#### Что нужно сделать
a) Ответьте на вопросы по тексту о провинциальном театре:
(i) Какие два города сами собой добавились к списку городов для разведки?
(ii) Что было пожаловано Лебедеву за его командировку?
(iii) Кто выкупил Евдокию Иванову и у кого?
b) Продолжите текст о провинциальном театре с того места, где он обрывается.

#### Страница
<<<<
Описав театральный ландшафт современной российской провинции, Театр. решил обернуться в прошлое и понять, как складывалась судьба провинциальной сцены в дореволюционной России, где находились ее «точки силы», и какие нравы царили на подмостках ее тогдашних «медвежьих углов».
Как-то в журнале «Исторический вестник» за 1889 год мне попался очерк полузабытого нынче литератора Евгения Опочинина «За кулисами старого театра». Там в одной из главок рассказано, как в былые годы (еще задолго до реформы) начальство императорских театров снаряжало экспедиции в провинциальные города «для отыскания артистов». Так был откомандирован бывший актер и режиссер Лебедев, которому поручалось найти для оперы хорошего тенора, а для драмы актера комика. Для разведки же были назначены города, в которых в тот момент худо-бедно теплилась театральная жизнь. Вот эти города: Тула, Орел, Воронеж, Рязань, Нижний Новгород, Кострома и Ярославль. Потом к ним сами собой добавились Тамбов и Калуга. В силу дальности в этом списке отсутствовали Пенза («мордовские Афины», где уже тогда было несколько крепостных театров), Казань и Астрахань. Получив солидную сумму и купив бричку, посланец со своим помощником колесил по Руси почти четыре месяца. Отыскали двух (!) комиков, один из которых так и не доехал до Петербурга, пропив, вероятно, дорожные деньги и загуляв. Другой доехал, но позже не проявил себя. Зато отыскался — и не в городе, а на ярмарке — отличный певец (правда, не тенор, а баритон) Осип Петров, ставший вскорости украшением столичной сцены. За эту победную — а почему нет? — командировку Лебедеву была пожалована золотая табакерка.
***
Провинциальный театр в России фактически пришел на смену крепостному театру.
Именно тогда, в начале сороковых, в предреформенное время П. Соколовым, одним из первых и успешных частных антрепренеров, была выкуплена у матери И.С. Тургенева замечательно талантливая девочка Евдокия Иванова, в далеком будущем окрещенная молвой «бабушкой уральской сцены». И с этого, как писал в своих записках актер императорских театров А. А. Алексеев, и «началась история провинциального театра». Отпущенные (но чаще все-таки проданные) в частные театральные труппы крепостные, в ком замечено актерское дарование, и могут считаться родоначальниками провинциальной сцены.
>>>>
Сохранённые данные:
<<<<
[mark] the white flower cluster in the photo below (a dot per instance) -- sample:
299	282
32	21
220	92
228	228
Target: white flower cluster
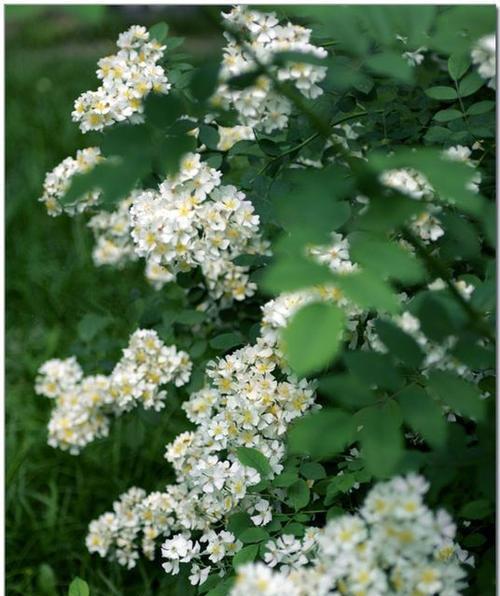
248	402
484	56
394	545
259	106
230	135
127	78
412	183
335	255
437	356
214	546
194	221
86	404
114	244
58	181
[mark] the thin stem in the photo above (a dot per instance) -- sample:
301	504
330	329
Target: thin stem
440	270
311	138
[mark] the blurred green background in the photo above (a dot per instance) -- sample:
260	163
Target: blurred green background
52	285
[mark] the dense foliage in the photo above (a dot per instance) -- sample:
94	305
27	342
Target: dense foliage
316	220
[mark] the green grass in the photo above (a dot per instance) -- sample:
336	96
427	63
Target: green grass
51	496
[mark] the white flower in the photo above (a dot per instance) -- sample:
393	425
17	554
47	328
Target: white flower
>>>>
#### Ответы на задания
a)
(i) Тамбов и Калуга.
(ii) Золотая табакерка.
(iii) Её выкупил антрепренер П. Соколов у матери И. С. Тургенева.

b)
Едва ли не главное своеобразие этой сцены заключалось в спесиво-презрительном отношении публики к постоянной, а тем паче заезжей труппе. Купечество, гарнизонные офицеры, местная знать, «крапивное семя», полуграмотное простонародье по старинке считали актеров за людей низкосортных, неполноценных то ли детей, то ли скоморохов. И делало исключение лишь для редких, именитых светил.
Нет ничего более жестокого по отношению к провинциальному актерству, чем рассказ Чехова «Калхас». Исповедальный монолог старого и, заметим, талантливого комика — безжалостный приговор горемычной профессии:
— …Никого у меня нет… Один, как ветер в поле… Помру, и некому будет помянуть… Чей я? Кому я нужен? Кто меня любит?.. Понял я публику! Да, брат! Он аплодирует мне, покупает за целковый мою фотографию, но тем не менее я чужд для него, я для него грязь, почти кокотка!.. Эх! Сожрала меня эта яма.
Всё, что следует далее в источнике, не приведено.